### Dataset extract

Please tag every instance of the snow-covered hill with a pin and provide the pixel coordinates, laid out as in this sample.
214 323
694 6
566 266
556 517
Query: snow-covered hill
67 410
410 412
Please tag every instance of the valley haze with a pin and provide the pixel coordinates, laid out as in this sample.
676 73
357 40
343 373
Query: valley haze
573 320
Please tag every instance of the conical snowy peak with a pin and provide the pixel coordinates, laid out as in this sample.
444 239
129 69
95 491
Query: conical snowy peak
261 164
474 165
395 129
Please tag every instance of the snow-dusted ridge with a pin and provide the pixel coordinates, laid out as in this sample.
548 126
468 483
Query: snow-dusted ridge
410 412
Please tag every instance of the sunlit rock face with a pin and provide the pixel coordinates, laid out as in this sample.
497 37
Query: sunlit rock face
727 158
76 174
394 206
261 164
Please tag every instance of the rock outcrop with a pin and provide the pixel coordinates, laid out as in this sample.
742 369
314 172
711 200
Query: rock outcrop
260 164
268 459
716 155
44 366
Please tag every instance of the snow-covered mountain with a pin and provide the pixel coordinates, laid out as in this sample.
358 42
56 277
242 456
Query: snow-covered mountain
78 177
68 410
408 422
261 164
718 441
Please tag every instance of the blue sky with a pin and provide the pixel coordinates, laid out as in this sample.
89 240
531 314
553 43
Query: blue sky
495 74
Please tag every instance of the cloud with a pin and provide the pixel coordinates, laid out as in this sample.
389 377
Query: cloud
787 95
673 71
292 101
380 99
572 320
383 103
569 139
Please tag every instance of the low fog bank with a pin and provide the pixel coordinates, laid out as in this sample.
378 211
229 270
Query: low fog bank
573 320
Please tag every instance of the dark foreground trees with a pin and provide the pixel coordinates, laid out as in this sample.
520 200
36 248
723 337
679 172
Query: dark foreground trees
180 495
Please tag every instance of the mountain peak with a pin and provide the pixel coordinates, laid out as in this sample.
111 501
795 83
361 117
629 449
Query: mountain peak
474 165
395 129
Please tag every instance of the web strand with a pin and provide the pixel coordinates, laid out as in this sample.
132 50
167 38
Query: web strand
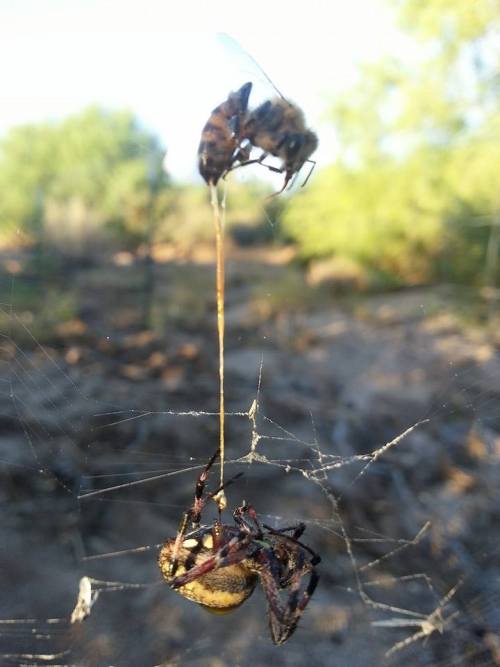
219 220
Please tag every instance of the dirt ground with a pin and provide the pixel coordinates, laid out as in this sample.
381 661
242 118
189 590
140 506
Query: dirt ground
96 462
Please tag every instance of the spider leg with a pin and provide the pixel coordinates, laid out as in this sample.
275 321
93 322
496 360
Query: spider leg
283 619
193 515
238 516
293 538
296 530
233 552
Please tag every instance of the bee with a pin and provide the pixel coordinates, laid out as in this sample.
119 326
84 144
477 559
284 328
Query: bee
278 127
221 136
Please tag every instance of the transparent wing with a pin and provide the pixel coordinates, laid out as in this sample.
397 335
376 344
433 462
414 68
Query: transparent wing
245 67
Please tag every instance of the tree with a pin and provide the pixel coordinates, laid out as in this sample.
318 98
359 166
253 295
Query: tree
89 175
413 192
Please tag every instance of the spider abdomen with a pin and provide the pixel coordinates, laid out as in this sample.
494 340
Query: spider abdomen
221 590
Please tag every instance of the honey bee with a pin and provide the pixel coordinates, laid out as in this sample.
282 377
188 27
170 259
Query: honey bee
278 128
221 136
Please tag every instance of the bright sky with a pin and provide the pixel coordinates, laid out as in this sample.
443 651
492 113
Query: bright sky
58 56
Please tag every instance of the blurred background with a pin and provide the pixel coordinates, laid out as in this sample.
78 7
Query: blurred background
366 301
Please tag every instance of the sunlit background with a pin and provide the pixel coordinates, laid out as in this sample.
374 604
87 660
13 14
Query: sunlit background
121 56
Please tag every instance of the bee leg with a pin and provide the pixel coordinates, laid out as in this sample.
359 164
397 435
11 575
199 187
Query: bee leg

######

**What is being asked:** Rewrite all of the records above, switching every "pin" to "marker" and changing nothing else. Leave the pictures out.

**Reply:**
Please tag every instance of the snow-covered hill with a marker and provide the pixel coordinates, laid out as in this sample.
214 323
694 6
566 266
556 517
Query: snow-covered hill
67 410
410 412
Please tag every instance of the valley haze with a marker and provide the pixel coordinates, laid out as in this sample.
676 73
357 40
343 373
Query: valley haze
573 320
Please tag every instance of the conical snowy peak with a marker and provide the pixel coordinates, laid out as in this sample.
444 239
129 69
95 491
Query: conical snowy peak
261 164
474 165
395 129
Please tag every instance of the snow-dusted ridge with a marker and provide the pixel coordinates, laid out as in this sample.
548 126
468 483
Query: snow-dusted ridge
410 412
Please tag every instance of the sunlit rock face with a marker and provide the pixel coordinates, laid out as in this sample.
497 37
Query: sunlit rock face
727 158
76 174
394 206
261 164
Please tag every instance of the rock outcrop with a marker and provide the pixel coordinates, laid out as in this sample.
742 369
314 172
711 200
Query: rock outcrop
260 164
268 459
716 155
44 366
Please tag every instance of the snow-covered mountain with a marker and provide the pixel coordinates, laid out as in this sample.
358 42
56 277
242 456
Query: snow-covered mountain
78 177
68 410
408 422
261 164
718 441
Please tag every instance of the blue sky with a marker and provide the pixel coordinates, laid out as in this sample.
89 240
531 314
553 43
Query: blue sky
495 74
Please tag every instance of the cloud with a marker and provide the pixel coordinates, laid out as in this sample.
389 377
Query: cloud
787 95
673 71
292 101
380 99
572 320
383 103
569 139
Please tag every instance of the low fog bank with a marker and provide the pixel coordinates, laid out as in this sample.
378 211
229 270
Query: low fog bank
573 320
Please tag every instance of the dark foreground trees with a marker and provide the pixel coordinates, laid out as in this sample.
520 200
36 248
723 337
679 172
Query: dark foreground trees
180 495
Please tag every instance of the mountain peak with a marker and provide the pixel coordinates, laid out as in this sample.
111 501
795 83
361 117
629 449
Query: mountain peak
474 165
395 129
Please tag every instance of the web strand with a marker and provide the pixel coordinates, laid out as in this sample.
132 50
167 38
Query: web strand
219 220
Please tag every instance of the dirt ground with a marker and provide the pixel coordinates, laid out as in this sample.
381 661
242 118
189 590
140 506
Query: dirt ground
96 462
Please tag every instance of the spider leg with a marker and provide the pixel coordinates, laid out as in this sample.
275 321
93 322
496 360
Query: spider leg
283 619
193 515
238 516
293 538
296 530
233 552
Please tag every instance of the bee with a marker and provide the pixel coordinates, laid out as in this sample.
119 326
84 144
477 559
284 328
Query: bee
278 127
221 136
Please tag every instance of the transparent wing with a marker and provide the pixel coordinates, laid out as in this sample.
397 335
376 344
433 462
414 68
Query: transparent wing
245 67
Please tag every instance of the tree with a marker and provide the pixel coordinates, laid out as in this sample.
318 98
359 166
253 295
Query: tree
89 175
413 192
Please tag every instance of the spider abdomen with a marker and provide the pixel coordinates, laid out as in this sample.
494 340
Query: spider abdomen
221 590
Please tag every instance of the honey bee with a marker and provide the pixel coordinates, laid out as in this sample.
282 377
188 27
170 259
Query: honey bee
278 128
221 136
Please tag every instance of the bright sky with a marker and provide the pixel coordinates, laid out as in this sample.
443 651
492 113
Query: bright sky
58 56
Please tag every instance of the blurred background with a marker and provide the pixel coordinates, laid out as in this sample.
78 7
Query: blurred background
366 301
Please tag every instance of the sunlit background with a marker and provide the pixel coordinates, laid out as in this sample.
374 604
87 660
13 14
Query: sunlit background
121 56
Please tag every instance of the bee leg with a marker and provide the pixel coordinates, laid out as in this sample.
359 164
397 435
11 575
199 187
Query: bee leg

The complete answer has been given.